▶ **Exercise prompt**
Until the last line is reached, keep transcribing the material exactly.

[Records shown Boundary: Start]

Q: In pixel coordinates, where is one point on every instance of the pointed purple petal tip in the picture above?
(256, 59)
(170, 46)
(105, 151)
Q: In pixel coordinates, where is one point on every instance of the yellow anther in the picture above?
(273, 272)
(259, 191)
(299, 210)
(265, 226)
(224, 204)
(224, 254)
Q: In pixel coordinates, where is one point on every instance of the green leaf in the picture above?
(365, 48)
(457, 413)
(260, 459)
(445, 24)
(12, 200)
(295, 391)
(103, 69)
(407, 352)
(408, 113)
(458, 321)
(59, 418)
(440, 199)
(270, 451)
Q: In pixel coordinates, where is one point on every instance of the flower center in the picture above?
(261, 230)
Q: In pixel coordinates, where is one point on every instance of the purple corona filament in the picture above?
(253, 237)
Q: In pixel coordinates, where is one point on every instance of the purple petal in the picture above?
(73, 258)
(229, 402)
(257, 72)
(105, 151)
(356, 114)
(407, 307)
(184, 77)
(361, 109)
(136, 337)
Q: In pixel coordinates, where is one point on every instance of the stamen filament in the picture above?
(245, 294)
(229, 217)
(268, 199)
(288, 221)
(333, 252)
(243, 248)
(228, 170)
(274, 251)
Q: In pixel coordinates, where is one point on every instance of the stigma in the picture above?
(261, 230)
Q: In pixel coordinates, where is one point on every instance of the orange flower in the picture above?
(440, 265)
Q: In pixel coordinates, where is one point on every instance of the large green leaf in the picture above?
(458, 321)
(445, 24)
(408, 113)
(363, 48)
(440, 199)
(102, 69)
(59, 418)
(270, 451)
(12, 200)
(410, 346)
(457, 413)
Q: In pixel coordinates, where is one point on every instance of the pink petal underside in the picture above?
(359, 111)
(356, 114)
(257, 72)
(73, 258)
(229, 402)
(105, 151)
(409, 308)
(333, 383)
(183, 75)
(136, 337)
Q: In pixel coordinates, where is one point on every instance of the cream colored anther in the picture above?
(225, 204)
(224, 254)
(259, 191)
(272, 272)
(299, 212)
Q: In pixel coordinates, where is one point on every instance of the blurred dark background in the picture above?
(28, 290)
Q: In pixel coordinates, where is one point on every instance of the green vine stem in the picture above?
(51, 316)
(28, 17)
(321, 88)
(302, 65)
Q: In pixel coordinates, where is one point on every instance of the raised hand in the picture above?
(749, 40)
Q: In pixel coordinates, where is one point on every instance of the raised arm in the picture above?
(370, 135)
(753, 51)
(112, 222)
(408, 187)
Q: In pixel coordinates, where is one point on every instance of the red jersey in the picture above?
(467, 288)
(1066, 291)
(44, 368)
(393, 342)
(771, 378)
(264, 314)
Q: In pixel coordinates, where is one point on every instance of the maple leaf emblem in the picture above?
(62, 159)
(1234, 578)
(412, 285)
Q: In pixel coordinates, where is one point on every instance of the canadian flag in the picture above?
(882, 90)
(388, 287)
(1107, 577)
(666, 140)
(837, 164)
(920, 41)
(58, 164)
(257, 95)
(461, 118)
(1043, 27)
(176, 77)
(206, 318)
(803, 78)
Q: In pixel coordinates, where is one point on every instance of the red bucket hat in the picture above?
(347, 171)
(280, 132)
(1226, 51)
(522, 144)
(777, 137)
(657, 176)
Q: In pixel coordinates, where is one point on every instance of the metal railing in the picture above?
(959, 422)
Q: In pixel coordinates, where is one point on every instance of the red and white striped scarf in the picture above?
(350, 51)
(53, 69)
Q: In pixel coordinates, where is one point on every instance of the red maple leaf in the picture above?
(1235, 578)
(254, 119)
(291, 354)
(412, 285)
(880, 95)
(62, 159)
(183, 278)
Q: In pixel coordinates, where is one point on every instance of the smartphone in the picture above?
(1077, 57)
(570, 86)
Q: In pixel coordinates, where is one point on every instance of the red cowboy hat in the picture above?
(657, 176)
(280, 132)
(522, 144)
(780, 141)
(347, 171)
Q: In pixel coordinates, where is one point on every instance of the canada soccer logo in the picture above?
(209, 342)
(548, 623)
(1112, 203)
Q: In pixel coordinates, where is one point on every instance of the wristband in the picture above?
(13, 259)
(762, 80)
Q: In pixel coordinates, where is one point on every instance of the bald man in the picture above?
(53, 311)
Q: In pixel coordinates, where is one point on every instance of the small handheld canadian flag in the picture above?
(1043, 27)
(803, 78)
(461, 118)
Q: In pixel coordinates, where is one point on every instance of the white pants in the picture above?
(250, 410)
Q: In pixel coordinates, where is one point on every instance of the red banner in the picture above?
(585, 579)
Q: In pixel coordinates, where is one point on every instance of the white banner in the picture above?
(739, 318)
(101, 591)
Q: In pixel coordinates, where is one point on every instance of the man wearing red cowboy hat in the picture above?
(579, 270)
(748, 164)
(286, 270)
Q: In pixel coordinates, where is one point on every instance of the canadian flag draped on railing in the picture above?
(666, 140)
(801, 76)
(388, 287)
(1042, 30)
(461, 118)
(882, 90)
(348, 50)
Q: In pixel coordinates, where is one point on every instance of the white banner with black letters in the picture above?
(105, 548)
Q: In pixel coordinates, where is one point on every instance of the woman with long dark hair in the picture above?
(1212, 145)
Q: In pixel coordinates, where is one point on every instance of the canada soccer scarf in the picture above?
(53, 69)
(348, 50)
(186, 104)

[Records shown Boundary: End]

▶ **Answer section**
Q: In pixel coordinates, where is one point on every instance of the pointed purple petal tip in the picture above?
(256, 59)
(170, 46)
(105, 151)
Q: In pixel coordinates, where is one point on every instance of the yellow anther in the picture above?
(273, 272)
(259, 191)
(299, 210)
(265, 226)
(224, 204)
(224, 254)
Q: In pixel coordinates, where is one point on every instance of the green leaf in the picture above?
(365, 48)
(457, 413)
(260, 459)
(445, 24)
(12, 200)
(295, 391)
(103, 69)
(407, 352)
(408, 113)
(458, 321)
(59, 418)
(440, 199)
(270, 451)
Q: In pixel coordinates, where is one point on every instance of the flower center in the picture above?
(261, 230)
Q: In pixel coordinates, where is one point on every instance of the purple corona filament in the picture above?
(253, 237)
Q: In pixel coordinates, where is one point on every instance of the purple petal in the picture above?
(73, 258)
(229, 402)
(257, 72)
(105, 151)
(356, 114)
(407, 307)
(184, 77)
(361, 109)
(136, 337)
Q: In pixel coordinates, where is one point on every instance of the stamen filament in the picture above?
(245, 294)
(229, 217)
(268, 199)
(288, 221)
(333, 252)
(243, 248)
(228, 170)
(274, 251)
Q: In pixel coordinates, where is one point on every instance of the stigma in the picture above?
(261, 230)
Q: In pixel coordinates, where is one point on every instance of the orange flower in the picture above?
(440, 265)
Q: In pixel coordinates, where is one point on every instance of the large green leaf in the picture above?
(458, 321)
(445, 24)
(408, 113)
(363, 48)
(440, 199)
(102, 69)
(59, 418)
(270, 451)
(12, 200)
(410, 346)
(457, 413)
Q: In pixel coordinates, where is one point on every instance of the pink petal underside in the picture above?
(359, 111)
(356, 114)
(257, 72)
(73, 258)
(229, 402)
(105, 151)
(409, 308)
(333, 383)
(183, 75)
(136, 337)
Q: In pixel coordinates, where is one point on every instance of the cream colored anther in the picture above?
(225, 204)
(224, 254)
(259, 191)
(272, 272)
(299, 212)
Q: In pixel coordinates, where is one point on every instance of the blurred dark background in the picture above?
(28, 290)
Q: In pixel coordinates, where is one point on every instance of the green vine stem in the picture above?
(51, 316)
(28, 17)
(321, 88)
(302, 65)
Q: In pixel coordinates, where is one point on every instance of the raised hand in the picture above?
(749, 40)
Q: In pixel coordinates, where is one point on every instance of the raised arm in the picture above?
(370, 135)
(753, 51)
(112, 222)
(408, 187)
Q: In pixel coordinates, where is one point on every instance of the red jersey in the picture above?
(467, 288)
(1066, 291)
(44, 368)
(393, 342)
(771, 378)
(264, 314)
Q: In pixel coordinates, where is one point on every instance of the maple leaf emblem in the picture above?
(62, 159)
(1234, 578)
(412, 285)
Q: In pixel coordinates, where is one point on every instance of the canadian flag in the picture above?
(882, 90)
(388, 287)
(1107, 577)
(666, 140)
(837, 164)
(920, 41)
(58, 164)
(257, 95)
(461, 118)
(1043, 27)
(176, 77)
(206, 318)
(803, 78)
Q: In pixel coordinates, where is one point on every instance of the red bucket hat in the picture above?
(347, 171)
(280, 132)
(1226, 51)
(522, 144)
(777, 137)
(657, 176)
Q: In pixel coordinates, where is one point on every instance of the metal railing in the picture above?
(959, 422)
Q: In pixel coordinates, where is one point on every instance of the red and white striped scarf in the picture above?
(350, 51)
(53, 69)
Q: In pixel coordinates, where is one point on every instance of the red maple leaf in the picture above?
(1235, 578)
(254, 119)
(291, 354)
(412, 285)
(880, 95)
(62, 159)
(183, 278)
Q: In pixel coordinates, where is one point on every instance of the smartphone in the picture above?
(1077, 57)
(570, 86)
Q: In pixel coordinates, where is one point on every instance of the red cowboy hat in the picture above?
(657, 176)
(280, 132)
(522, 144)
(780, 141)
(347, 171)
Q: In pixel coordinates, where is one point on every instance of the canada soccer logo in the picture above?
(209, 342)
(548, 623)
(1112, 203)
Q: In pixel coordinates, where is one point on every instance of the wristband in the picture above?
(13, 259)
(762, 80)
Q: In pixel coordinates, where is one point on every instance of the bald man in the picture above?
(53, 311)
Q: In pixel coordinates, where is one point on every instance of the small handheld canadian flag in the picture above?
(1043, 27)
(803, 78)
(461, 118)
Q: In pixel coordinates, where is one point on every instance of the white pants in the picture above?
(250, 410)
Q: In pixel coordinates, where is one point on every instance of the red banner in the picture above?
(585, 579)
Q: In pixel coordinates, where is one point on every instance of the white banner in the picture above?
(739, 318)
(101, 591)
Q: In pixel coordinates, where is one point on every instance of the man wearing red cowboy hat in the picture above?
(579, 270)
(748, 164)
(286, 270)
Q: In pixel coordinates, where is one point on every instance of the canadian flag draped on railing in the picture above?
(666, 140)
(801, 76)
(388, 287)
(1042, 30)
(461, 118)
(882, 90)
(348, 50)
Q: In pixel coordinates, where is one point on every instance of the white banner with black letters in the picture above?
(105, 548)
Q: In pixel coordinates, where is one point on every instance of the woman with long dark hair in the picture above?
(1212, 145)
Q: In pixel coordinates, where is one point on every instance of the canada soccer scarf in the picture above?
(53, 69)
(348, 50)
(186, 104)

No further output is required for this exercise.